> [ТЕКСТ ДЛЯ ЧТЕНИЯ]
Ибсен особенно удачлив в подчиненных приемах, с помощью которых он раскрывает характер, — например, Майя снимает зеленый абажур, когда входит Строитель Сольнес. И другой прием, прием ключевого слова, который он перенял у Скриба и Дюма-сына и который даже в его руках остается лишь трюком в раннем «Союзе молодежи», настолько тонко используется в некоторых поздних пьесах — вспомните «виноградные листья в волосах» из «Гедды Габлер» и «белых лошадей» в «Росмерсхольме», — что эти повторяющиеся фразы превращаются в прозаический эквивалент лейтмотивов Вагнера. Так же Ибсен обходится без резонера Дюма и Ожье, этого сжатия греческого хора в одного человека, который является лишь рупором самого автора и существует главным образом для того, чтобы подчеркнуть мораль, даже если он иногда может также украсить рассказ. Ибсен так ведет свою историю, что она сама подчеркивает свою мораль; его тема настолько мощно представлена в действии, что говорит сама за себя.
Следует также отметить, что Ибсен, как и все прирожденные драматурги, как Скриб, Дюма и Ожье, как Софокл, Шекспир и Мольер, хорошо осознает двойной аспект театра, в том, что сцена может подняться до высочайших вершин философской поэзии и что она может также упасть до самых низких глубин шоу-бизнеса. У аудитории есть уши, но у зрителей, которые ее составляют, есть и глаза; и прирожденный драматург никогда не упускает возможности обеспечить живописность и видимое движение, которые удовлетворяют чувства, каким бы ни было более серьезное обращение к разуму. В современном театре сцена отодвинута за картинную раму; и долг драматурга — удовлетворить наше требование к сценическому оформлению, адекватному с точки зрения живописи. Декорации пьес Ибсена, очевидно, были им остро визуализированы; они тщательно описаны; и они эффективно поддаются искусству театрального художника. Иногда они красивы сами по себе, новы и наводят на размышления; всегда они характерны для персонажей и основной идеи пьесы.

Собранные данные
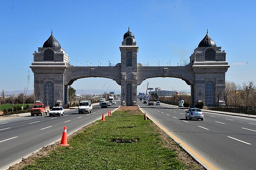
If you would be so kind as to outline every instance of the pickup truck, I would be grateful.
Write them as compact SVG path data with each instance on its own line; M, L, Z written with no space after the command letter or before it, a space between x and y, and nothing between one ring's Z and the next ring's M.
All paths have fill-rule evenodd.
M151 101L151 100L148 101L148 106L150 106L150 105L154 106L154 101Z
M50 107L45 106L43 103L35 103L33 104L30 114L32 116L41 115L43 115L44 114L48 115L50 111Z
M78 113L83 112L90 113L92 112L93 105L90 100L79 101L78 107Z

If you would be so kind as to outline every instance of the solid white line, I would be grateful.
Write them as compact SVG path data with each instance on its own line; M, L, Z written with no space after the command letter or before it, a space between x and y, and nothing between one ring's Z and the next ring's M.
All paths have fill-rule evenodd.
M222 122L220 122L219 121L215 121L215 122L216 123L218 123L219 124L226 124L225 123L222 123Z
M45 127L44 128L41 129L40 129L40 130L44 130L44 129L49 128L49 127L52 127L52 126L48 126L48 127Z
M4 128L4 129L0 129L0 130L5 130L6 129L10 129L10 128L11 128L11 127L7 127L7 128Z
M227 137L228 138L232 138L232 139L233 139L236 140L237 140L237 141L241 141L241 142L243 142L243 143L245 143L245 144L250 144L250 143L249 143L246 142L245 142L245 141L241 141L241 140L239 140L239 139L236 139L236 138L232 138L232 137L230 137L230 136L227 136Z
M225 119L226 119L226 120L228 120L229 121L234 121L233 120L230 119L229 118L225 118Z
M32 122L32 123L29 123L29 124L34 124L35 123L38 123L38 122L40 122L40 121L35 121L35 122Z
M1 142L3 142L3 141L8 141L8 140L9 140L12 139L14 139L14 138L17 138L18 137L19 137L19 136L15 136L15 137L14 137L13 138L9 138L9 139L6 139L6 140L4 140L3 141L0 141L0 143L1 143Z
M250 130L250 131L253 131L253 132L256 132L256 130L252 130L251 129L245 128L244 127L241 127L241 128L245 129L246 130Z
M205 127L201 127L201 126L198 126L198 127L200 127L201 128L204 129L206 129L207 130L209 130L209 129L206 128Z

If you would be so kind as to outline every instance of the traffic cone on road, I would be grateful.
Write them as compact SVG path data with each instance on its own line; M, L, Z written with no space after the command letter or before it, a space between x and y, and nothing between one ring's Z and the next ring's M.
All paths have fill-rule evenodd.
M105 121L105 116L104 115L104 112L102 113L102 121Z
M69 144L67 144L67 127L64 127L64 130L63 130L63 133L62 133L62 137L61 138L61 144L58 145L59 146L68 146Z
M144 114L144 120L147 120L147 116L146 115L146 112Z

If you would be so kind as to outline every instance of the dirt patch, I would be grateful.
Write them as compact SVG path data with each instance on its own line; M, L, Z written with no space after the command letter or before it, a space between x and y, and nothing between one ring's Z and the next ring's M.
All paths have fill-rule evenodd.
M117 110L126 111L131 114L134 115L143 115L143 113L139 109L137 106L120 107ZM92 126L97 123L93 122L91 124L83 127L77 132L73 133L67 137L68 141L72 137L76 135L78 133L83 132L88 127ZM155 129L157 133L161 135L164 146L167 148L174 150L177 155L177 159L180 161L183 162L189 165L189 168L188 170L205 170L201 164L195 161L185 151L180 147L173 141L166 133L160 129L155 124L152 123L150 124ZM120 141L120 140L119 140ZM35 160L38 158L48 155L50 152L55 150L59 144L59 142L55 142L54 144L44 147L39 151L33 153L31 156L27 158L23 158L22 161L10 167L8 170L20 170L25 166L31 164L34 162Z

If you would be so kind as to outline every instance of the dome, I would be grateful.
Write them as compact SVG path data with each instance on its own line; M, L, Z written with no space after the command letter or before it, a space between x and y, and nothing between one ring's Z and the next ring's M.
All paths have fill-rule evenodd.
M50 37L44 43L43 48L61 48L61 44L52 35L52 30Z
M216 43L208 34L208 29L205 37L198 44L198 47L208 47L209 46L216 46Z
M128 31L124 34L124 39L128 37L131 37L132 38L134 39L134 35L132 32L130 31L130 27L128 28Z

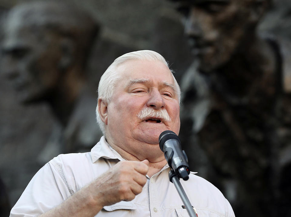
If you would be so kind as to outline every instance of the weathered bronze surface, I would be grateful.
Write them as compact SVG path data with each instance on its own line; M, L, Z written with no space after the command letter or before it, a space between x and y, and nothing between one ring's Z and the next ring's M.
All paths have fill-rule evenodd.
M181 84L192 169L204 168L236 216L288 215L291 46L256 32L270 2L179 1L196 56Z

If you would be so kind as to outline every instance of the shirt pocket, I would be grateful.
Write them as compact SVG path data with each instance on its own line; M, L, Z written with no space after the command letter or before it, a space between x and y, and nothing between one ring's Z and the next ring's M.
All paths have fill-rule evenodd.
M136 206L132 201L120 201L110 206L104 207L95 216L99 217L106 215L108 217L132 217L133 211L136 209Z
M175 209L176 212L178 217L190 217L186 209ZM225 216L210 210L196 209L196 212L198 217L222 217Z
M186 209L180 208L176 209L175 209L176 210L176 212L178 217L190 217L190 215Z

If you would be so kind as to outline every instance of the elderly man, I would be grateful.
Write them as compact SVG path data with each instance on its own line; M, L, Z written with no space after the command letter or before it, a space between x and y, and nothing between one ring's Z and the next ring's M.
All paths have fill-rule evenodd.
M98 93L104 136L91 152L46 164L10 216L187 216L158 144L162 132L180 129L179 88L167 62L150 51L124 54L104 73ZM205 179L190 174L182 184L199 216L234 216Z

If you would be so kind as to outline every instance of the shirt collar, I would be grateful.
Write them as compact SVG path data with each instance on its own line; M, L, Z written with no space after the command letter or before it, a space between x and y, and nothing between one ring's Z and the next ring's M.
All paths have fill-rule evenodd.
M119 160L125 160L121 156L113 149L106 141L103 136L100 140L91 150L92 162L94 163L100 157L107 159L118 159Z
M104 136L101 137L100 140L91 150L91 156L92 162L93 163L100 157L107 159L118 159L120 161L126 160L117 152L112 148L106 141ZM169 167L167 163L158 173L160 173ZM197 173L195 172L190 173L193 174Z

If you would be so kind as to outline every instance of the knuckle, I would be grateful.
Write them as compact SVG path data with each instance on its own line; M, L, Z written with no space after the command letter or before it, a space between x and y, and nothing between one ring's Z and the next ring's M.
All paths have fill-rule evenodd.
M129 187L125 185L122 185L119 188L119 193L122 194L126 194L130 190Z

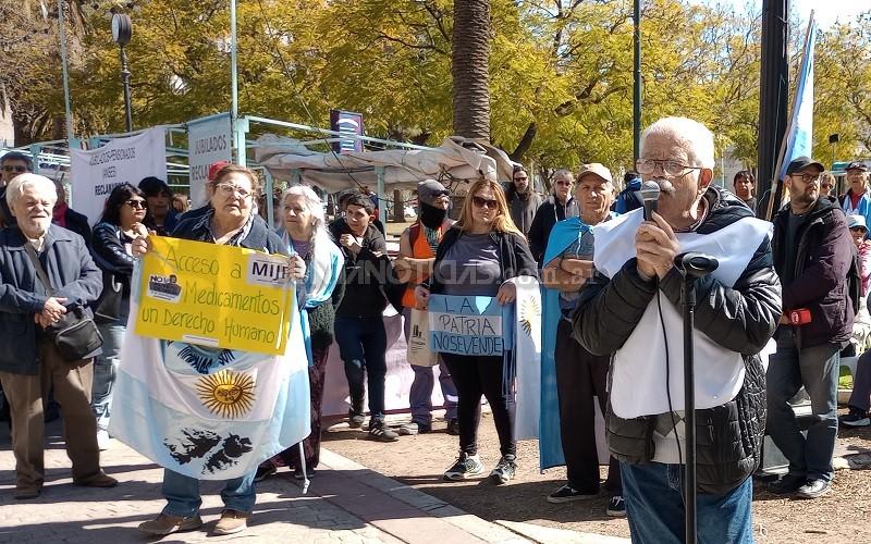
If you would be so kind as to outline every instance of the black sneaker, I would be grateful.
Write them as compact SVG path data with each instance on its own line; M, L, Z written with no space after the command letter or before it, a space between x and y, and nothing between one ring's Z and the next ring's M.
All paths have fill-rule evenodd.
M808 483L808 479L798 474L786 474L776 482L769 484L769 491L775 495L789 495Z
M796 491L798 498L818 498L832 489L832 482L818 478L817 480L808 480L808 482Z
M359 429L363 426L363 423L366 421L366 416L363 412L355 412L353 410L348 410L347 412L347 426L351 429Z
M517 457L514 455L503 455L493 470L490 471L490 480L496 485L508 483L508 480L514 480L514 472L517 470L517 463L514 460Z
M871 418L864 410L850 406L850 412L838 418L838 422L847 426L868 426L871 425Z
M369 421L369 440L378 442L396 442L400 435L384 424L383 420L372 419Z
M254 474L254 481L262 482L267 478L273 475L275 472L278 472L278 469L272 463L260 465L257 467L257 472Z
M483 473L483 465L481 465L481 458L478 457L477 454L459 454L459 458L456 460L453 467L445 471L443 478L445 480L457 481L481 473Z
M563 503L571 503L573 500L584 500L586 498L594 498L599 496L598 491L579 491L568 484L563 485L559 490L548 495L548 503L555 505Z
M410 423L403 423L402 425L396 429L401 436L414 436L416 434L427 434L432 432L431 425L421 425L420 423L415 423L412 421Z
M611 500L608 502L608 508L605 509L605 514L608 514L613 518L625 518L626 500L624 500L621 495L614 495L613 497L611 497Z

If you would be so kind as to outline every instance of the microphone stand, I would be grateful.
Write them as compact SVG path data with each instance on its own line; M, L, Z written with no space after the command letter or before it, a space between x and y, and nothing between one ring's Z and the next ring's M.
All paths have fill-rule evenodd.
M719 265L713 257L702 254L680 254L674 263L684 276L680 285L680 307L684 313L684 421L686 430L686 475L684 479L685 542L696 544L696 379L692 330L696 324L696 280L703 277ZM675 431L677 432L677 431Z

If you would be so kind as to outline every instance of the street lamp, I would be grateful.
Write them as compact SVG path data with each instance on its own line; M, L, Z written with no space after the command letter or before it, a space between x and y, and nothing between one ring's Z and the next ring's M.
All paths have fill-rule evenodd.
M121 84L124 86L124 114L127 132L133 131L133 110L130 104L130 69L127 67L127 53L124 46L130 44L133 35L133 24L123 13L112 15L112 41L121 48Z

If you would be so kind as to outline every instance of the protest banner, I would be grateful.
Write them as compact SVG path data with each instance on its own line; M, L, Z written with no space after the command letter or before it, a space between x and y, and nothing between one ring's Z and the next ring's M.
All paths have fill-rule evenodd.
M233 160L233 136L230 113L219 113L187 122L187 163L191 166L191 203L206 203L206 182L209 166L218 161Z
M136 136L114 138L102 147L70 150L70 206L94 225L106 199L123 183L138 185L144 177L167 180L164 128L149 128Z
M442 354L495 355L507 348L503 307L493 297L430 295L430 348Z
M280 355L294 289L280 255L149 236L136 334Z

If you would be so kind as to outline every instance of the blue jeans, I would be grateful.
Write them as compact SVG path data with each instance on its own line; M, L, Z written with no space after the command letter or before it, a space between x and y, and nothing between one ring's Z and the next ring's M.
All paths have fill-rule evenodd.
M351 409L363 413L364 380L369 386L369 413L384 417L384 378L388 363L388 335L380 316L372 318L335 318L335 342L345 362L345 376L351 393Z
M685 531L684 466L621 463L623 498L633 544L683 543ZM753 482L748 478L725 495L696 496L700 544L752 544Z
M796 349L792 331L777 330L777 351L771 356L768 375L768 423L774 444L789 459L789 473L808 480L834 478L832 454L837 436L837 354L839 346L823 344ZM801 435L789 405L805 386L810 397L813 422L808 437Z
M248 514L254 509L254 502L257 498L254 483L256 473L255 470L242 478L226 481L224 489L221 490L221 499L228 510ZM163 514L183 518L196 516L203 504L199 495L199 480L164 469L163 497L167 499Z
M126 318L125 318L126 320ZM121 343L124 339L123 322L97 325L102 335L102 355L94 358L94 385L90 406L97 418L97 430L109 429L109 407L115 385L118 366L121 363Z
M403 308L403 332L405 333L405 341L408 342L410 335L410 319L412 309ZM412 382L412 390L408 392L408 404L412 407L412 422L418 425L432 424L432 387L436 385L436 376L433 375L432 367L418 367L412 364L412 370L415 372L415 380ZM456 418L456 386L454 381L451 380L451 371L444 364L444 361L439 358L439 385L442 388L442 396L444 396L444 418L452 420Z

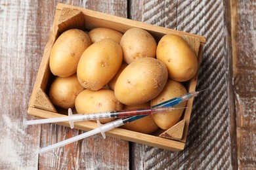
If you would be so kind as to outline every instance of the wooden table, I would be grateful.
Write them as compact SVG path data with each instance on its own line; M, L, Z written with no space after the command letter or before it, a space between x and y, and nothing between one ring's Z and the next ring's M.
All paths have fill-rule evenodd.
M207 38L185 149L171 152L100 135L58 152L39 146L81 133L29 126L28 104L58 3ZM255 1L0 1L1 169L256 169Z

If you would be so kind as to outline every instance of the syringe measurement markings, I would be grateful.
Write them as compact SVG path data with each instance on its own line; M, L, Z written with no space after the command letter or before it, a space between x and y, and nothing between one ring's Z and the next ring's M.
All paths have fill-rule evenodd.
M119 118L119 117L128 117L137 115L144 115L144 114L150 114L152 110L141 109L135 109L133 110L119 110L119 111L113 111L113 112L99 112L99 113L91 113L91 114L83 114L80 116L81 119L83 120L91 120L102 118Z

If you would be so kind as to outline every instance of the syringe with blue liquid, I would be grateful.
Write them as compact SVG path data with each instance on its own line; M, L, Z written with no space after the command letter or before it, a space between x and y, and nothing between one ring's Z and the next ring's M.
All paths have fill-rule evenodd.
M202 90L203 91L203 90ZM202 92L200 91L200 92ZM196 95L198 95L198 94L200 92L192 92L186 94L186 95L175 97L173 99L171 99L170 100L164 101L163 103L161 103L160 104L158 104L156 105L153 106L152 108L173 108L173 106L177 105L179 103L181 103L182 101L187 101L194 97L196 97ZM174 109L173 109L174 110ZM63 141L53 144L52 145L48 146L47 147L41 148L39 150L39 153L41 154L49 150L51 150L53 149L54 149L56 148L58 148L60 146L63 146L66 144L74 143L75 141L77 141L80 139L85 139L86 137L90 137L91 135L93 135L95 134L101 133L103 137L105 138L106 135L104 132L110 131L111 129L113 129L116 128L118 128L122 125L124 125L127 123L131 122L133 121L139 120L140 118L142 118L147 115L139 115L139 116L131 116L131 117L128 117L128 118L120 118L114 121L112 121L111 122L107 123L102 126L99 122L98 120L97 120L97 123L98 128L96 129L95 129L93 130L89 131L88 132L85 132L84 133L82 133L81 135L79 135L77 136L70 138L68 139L64 140Z

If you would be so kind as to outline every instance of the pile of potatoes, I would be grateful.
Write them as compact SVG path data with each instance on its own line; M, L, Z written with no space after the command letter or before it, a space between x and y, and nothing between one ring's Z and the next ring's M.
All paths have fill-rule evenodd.
M123 35L97 27L61 34L52 48L49 67L56 76L49 89L51 102L75 108L78 113L93 113L148 108L184 95L187 92L182 82L196 75L198 61L178 35L165 35L157 42L142 29L131 28ZM148 134L159 128L167 129L182 112L149 115L123 128Z

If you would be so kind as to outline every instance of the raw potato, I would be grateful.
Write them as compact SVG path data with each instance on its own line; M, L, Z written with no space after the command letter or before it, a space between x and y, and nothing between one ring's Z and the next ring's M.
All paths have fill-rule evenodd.
M120 43L123 34L113 29L107 27L96 27L89 32L89 36L93 43L110 38L116 42Z
M156 58L156 40L142 29L128 29L121 39L120 45L123 51L123 60L128 64L137 58Z
M116 82L116 80L117 80L117 78L120 75L121 73L123 71L123 69L127 66L128 65L127 63L122 63L120 68L119 69L117 73L116 74L116 75L113 77L112 79L108 82L108 86L109 88L114 90Z
M154 106L174 97L184 95L186 93L186 88L181 82L168 80L163 91L156 98L151 101L150 105ZM184 101L175 106L175 107L185 107L186 105L186 101ZM161 129L168 129L179 122L183 110L184 109L175 110L169 112L154 114L153 114L153 118Z
M81 30L73 29L64 32L51 51L51 71L61 77L75 73L81 56L91 44L88 35Z
M56 77L51 84L49 97L56 106L68 109L75 107L77 95L84 90L76 74L68 77Z
M146 103L160 94L167 78L167 69L162 62L152 58L139 58L121 73L115 95L127 105Z
M114 76L122 60L122 49L117 42L110 39L96 42L88 47L80 58L78 80L85 88L100 90Z
M116 99L114 92L111 90L101 89L98 91L85 90L75 99L75 109L78 113L114 111L122 109L123 104ZM104 124L115 119L101 119L100 122Z
M124 105L123 109L141 109L150 107L150 103L147 102L139 105L127 106ZM121 126L125 129L137 131L142 133L150 134L156 131L158 126L154 121L152 115L148 115L135 121L129 122Z
M165 64L169 77L185 82L198 71L198 60L192 47L180 36L165 35L158 42L156 58Z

> [ЗАДАНИЯ К УПРАЖНЕНИЮ]
1. Пожалуйста, ответьте по тексту об Ибсене на три вопроса:
(a) Что делает Майя, когда входит Строитель Сольнес?
(b) У каких авторов Ибсен перенял приём ключевого слова?
(c) Как, по словам текста, описаны декорации пьес Ибсена?
2. Продолжите текст об Ибсене, начиная сразу после его последнего предложения.

> [ОТВЕТЫ К УПРАЖНЕНИЮ]
1.
(a) Снимает зелёный абажур.
(b) У Скриба и Дюма-сына.
(c) Тщательно.

2.
VI
Когда мы внимательно изучаем ранние из его социальных драм, мы обнаруживаем, что Ибсен — драматург с превосходной технической ловкостью, чья работа поддерживается, укрепляется и становится более ценной и жизненной благодаря сотрудничеству философа, которым Ибсен также является, философа, который к тому же поэт и который помогает драматургу найти материал, с которым он работает, сырой материал его искусства, в обнаженной человеческой душе, в ее сомнениях и ее недоумениях, в ее слепых блужданиях и в ее безрезультатных стремлениях. Но при рассмотрении поздних пьес мы вынуждены задаться вопросом, не взял ли философ верх и не превратил ли драматурга в раба.
Именно об Ибсене, несомненно, думал М. Метерлинк, когда утверждал, что «первое, что поражает нас в драме дня, — это упадок, можно почти сказать, ползучий паралич внешнего действия. Затем мы отмечаем очень выраженное желание проникнуть глубже в человеческое сознание и поставить моральные проблемы на высокий пьедестал». И нельзя отрицать, что интерес Ибсена к моральным проблемам неуклонно рос в своей интенсивности и что он стремился проникнуть все глубже и глубже в человеческое сознание. Его последняя пьеса, «Когда мы, мертвые, воскресаем», хотя и приспособленная к условиям современного театра и хотя вполне пригодная для постановки, кажется, предназначена скорее для читателя, чем для зрителя. Будучи по существу драматичной, ее театральная реализация менее удовлетворительна — как будто Ибсен тяготился ограничениями реального театра, ограничениями, которые являются неотъемлемым элементом его силы как формы выражения.
В том же наводящем на размышления эссе М. Метерлинк отметил неуклонное снижение вкуса к банальным театральным анекдотам — вкуса, который Скриб и Сарду были довольны удовлетворять; и он заявил, что «простые приключения не интересуют нас, потому что они больше не соответствуют живой и актуальной реальности». И все же никто не провозглашал более резко суверенный закон сцены, чем бельгийский критик-поэт; никто более сочувственно не утверждал, что «ее существенным требованием всегда будет действие. С поднятием занавеса высокое интеллектуальное желание внутри нас претерпевает трансформацию; и вместо мыслителя, психолога, мистика или моралиста стоит простой инстинктивный зритель, человек, электризованный негативно толпой, человек, чье единственное желание — увидеть, как что-то происходит». В своих поздних и более поэтичных пьесах Ибсен, кажется, обращается более особенно к мистику и моралисту; тогда как в ранних социальных драмах он был способен захватить внимание простого инстинктивного зрителя, одновременно удовлетворяя невысказанные желания мыслителя.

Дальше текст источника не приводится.